- [Tarefa proposta 1]: Reescreva o trecho do texto sobre o desaparecimento de Fernando que vai de "Em um sábado" até "teria sido preso.", inclusive, trocando "companheiro" por "amigo".

- [Texto de leitura]:
* * * * *

Em um sábado de Carnaval, dia 23 de fevereiro de 1974, saiu da casa de seu irmão, Marcelo de Santa Cruz de Oliveira, no Rio de Janeiro, para encontrar um companheiro, chamado Eduardo Collier, que morava em Copacabana. O encontro estava marcado para as 16h00. Ao sair, Fernando advertiu seu irmão que, caso não voltasse até as 18h00, teria sido preso.

Nesse mesmo dia, Fernando e Eduardo, que eram amigos de infância, foram detidos por agentes do DOI-CODI/RJ e desapareceram. O apartamento do Eduardo foi invadido por agentes de segurança que apreenderam livros “de conteúdo ideológico” sem que admitissem se identificar ao porteiro do edifício.

A primeira denúncia levada ao conhecimento de um público mais amplo saiu no dia 2 de março de 1974 nos jornais O Dia e O Globo. Na nota publicada por este último, lê-se “Fernando Augusto de Santa Cruz Oliveira, de 26 anos, veio de São Paulo para o Carnaval, hospedando-se na casa de seu irmão Marcelo (Rua Correia Dutra, 55/404). Mas desapareceu no sábado. Marcelo procurou-o até ontem, quando resolveu vir à redação de O Globo. Ele pede a quem tiver notícias de Fernando avisar no seu endereço. Fernando é moreno, de bigode, tem 1,76 e trajava bermuda amarela e camisa quadriculada” (O Globo, 2/3/1974).

* * * * *

- [Entradas de dados]:
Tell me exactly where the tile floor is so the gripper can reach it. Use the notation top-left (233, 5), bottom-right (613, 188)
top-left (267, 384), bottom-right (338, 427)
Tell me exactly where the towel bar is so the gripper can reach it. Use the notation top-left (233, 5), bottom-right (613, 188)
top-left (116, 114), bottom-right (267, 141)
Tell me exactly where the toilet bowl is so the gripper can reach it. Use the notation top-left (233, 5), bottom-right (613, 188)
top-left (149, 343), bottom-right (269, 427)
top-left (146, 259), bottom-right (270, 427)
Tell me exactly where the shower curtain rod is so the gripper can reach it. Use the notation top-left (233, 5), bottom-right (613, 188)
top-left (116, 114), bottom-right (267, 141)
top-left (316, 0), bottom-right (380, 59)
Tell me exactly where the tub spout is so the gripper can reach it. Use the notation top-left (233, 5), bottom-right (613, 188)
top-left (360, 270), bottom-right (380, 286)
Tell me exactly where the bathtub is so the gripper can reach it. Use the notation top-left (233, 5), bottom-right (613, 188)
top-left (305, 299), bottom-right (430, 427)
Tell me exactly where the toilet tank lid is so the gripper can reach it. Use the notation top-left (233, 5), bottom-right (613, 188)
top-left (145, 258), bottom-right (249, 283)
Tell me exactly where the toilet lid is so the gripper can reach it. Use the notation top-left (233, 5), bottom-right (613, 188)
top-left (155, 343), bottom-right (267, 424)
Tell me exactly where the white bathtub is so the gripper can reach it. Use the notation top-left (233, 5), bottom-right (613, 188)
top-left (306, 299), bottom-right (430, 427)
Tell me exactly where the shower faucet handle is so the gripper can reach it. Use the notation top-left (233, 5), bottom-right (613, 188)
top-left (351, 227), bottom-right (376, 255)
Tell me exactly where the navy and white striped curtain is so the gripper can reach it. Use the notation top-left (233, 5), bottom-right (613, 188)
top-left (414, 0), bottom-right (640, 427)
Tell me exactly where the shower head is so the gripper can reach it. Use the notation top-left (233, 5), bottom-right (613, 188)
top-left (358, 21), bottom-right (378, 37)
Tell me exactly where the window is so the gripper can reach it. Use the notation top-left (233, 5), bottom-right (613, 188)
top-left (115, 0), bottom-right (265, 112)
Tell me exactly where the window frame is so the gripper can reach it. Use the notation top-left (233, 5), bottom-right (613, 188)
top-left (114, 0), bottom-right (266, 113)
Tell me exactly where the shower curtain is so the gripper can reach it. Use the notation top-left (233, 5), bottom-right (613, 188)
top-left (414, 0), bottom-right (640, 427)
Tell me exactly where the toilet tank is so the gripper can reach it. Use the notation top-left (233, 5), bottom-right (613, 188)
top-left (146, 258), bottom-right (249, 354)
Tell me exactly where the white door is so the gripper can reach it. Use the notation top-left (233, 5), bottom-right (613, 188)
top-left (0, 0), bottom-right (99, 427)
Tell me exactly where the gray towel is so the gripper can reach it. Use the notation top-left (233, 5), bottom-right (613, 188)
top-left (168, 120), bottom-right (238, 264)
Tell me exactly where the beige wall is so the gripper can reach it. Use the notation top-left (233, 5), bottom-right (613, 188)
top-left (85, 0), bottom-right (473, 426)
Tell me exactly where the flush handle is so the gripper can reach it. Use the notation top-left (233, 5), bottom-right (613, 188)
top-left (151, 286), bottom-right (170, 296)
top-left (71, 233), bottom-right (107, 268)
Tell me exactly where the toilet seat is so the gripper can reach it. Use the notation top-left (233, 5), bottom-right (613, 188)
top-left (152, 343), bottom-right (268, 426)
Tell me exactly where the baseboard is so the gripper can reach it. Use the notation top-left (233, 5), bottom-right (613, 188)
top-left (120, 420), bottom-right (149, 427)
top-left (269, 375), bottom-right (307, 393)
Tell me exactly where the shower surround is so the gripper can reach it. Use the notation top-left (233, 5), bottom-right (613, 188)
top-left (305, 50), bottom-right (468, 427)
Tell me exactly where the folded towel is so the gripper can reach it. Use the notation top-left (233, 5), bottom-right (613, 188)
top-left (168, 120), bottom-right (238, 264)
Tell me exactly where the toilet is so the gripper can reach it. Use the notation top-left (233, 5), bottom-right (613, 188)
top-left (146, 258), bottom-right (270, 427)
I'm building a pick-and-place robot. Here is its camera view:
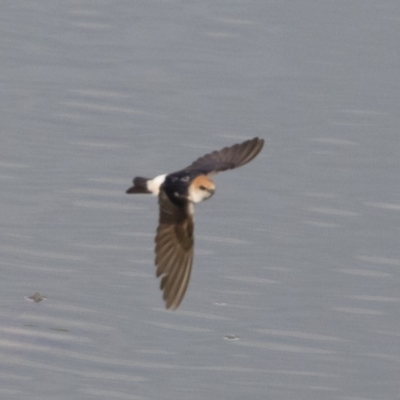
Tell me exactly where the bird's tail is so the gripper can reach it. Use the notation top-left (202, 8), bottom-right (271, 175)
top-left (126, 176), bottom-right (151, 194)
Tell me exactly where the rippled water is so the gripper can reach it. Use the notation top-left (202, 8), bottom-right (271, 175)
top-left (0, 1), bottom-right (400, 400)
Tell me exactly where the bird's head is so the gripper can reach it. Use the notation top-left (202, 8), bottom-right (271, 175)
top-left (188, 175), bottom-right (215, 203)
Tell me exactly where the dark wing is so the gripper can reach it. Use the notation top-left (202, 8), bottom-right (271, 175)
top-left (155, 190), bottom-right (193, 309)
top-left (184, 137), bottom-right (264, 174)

* * * * *

- [Tarefa proposta 2]: Transcreva sem alterações as linhas que vêm depois do texto, desde a primeira até a linha que contém "top-left (267, 384), bottom-right (338, 427)", inclusive.

- [Resposta correta 1]:
Em um sábado de Carnaval, dia 23 de fevereiro de 1974, saiu da casa de seu irmão, Marcelo de Santa Cruz de Oliveira, no Rio de Janeiro, para encontrar um amigo, chamado Eduardo Collier, que morava em Copacabana. O encontro estava marcado para as 16h00. Ao sair, Fernando advertiu seu irmão que, caso não voltasse até as 18h00, teria sido preso.

- [Resposta correta 2]:
Tell me exactly where the tile floor is so the gripper can reach it. Use the notation top-left (233, 5), bottom-right (613, 188)
top-left (267, 384), bottom-right (338, 427)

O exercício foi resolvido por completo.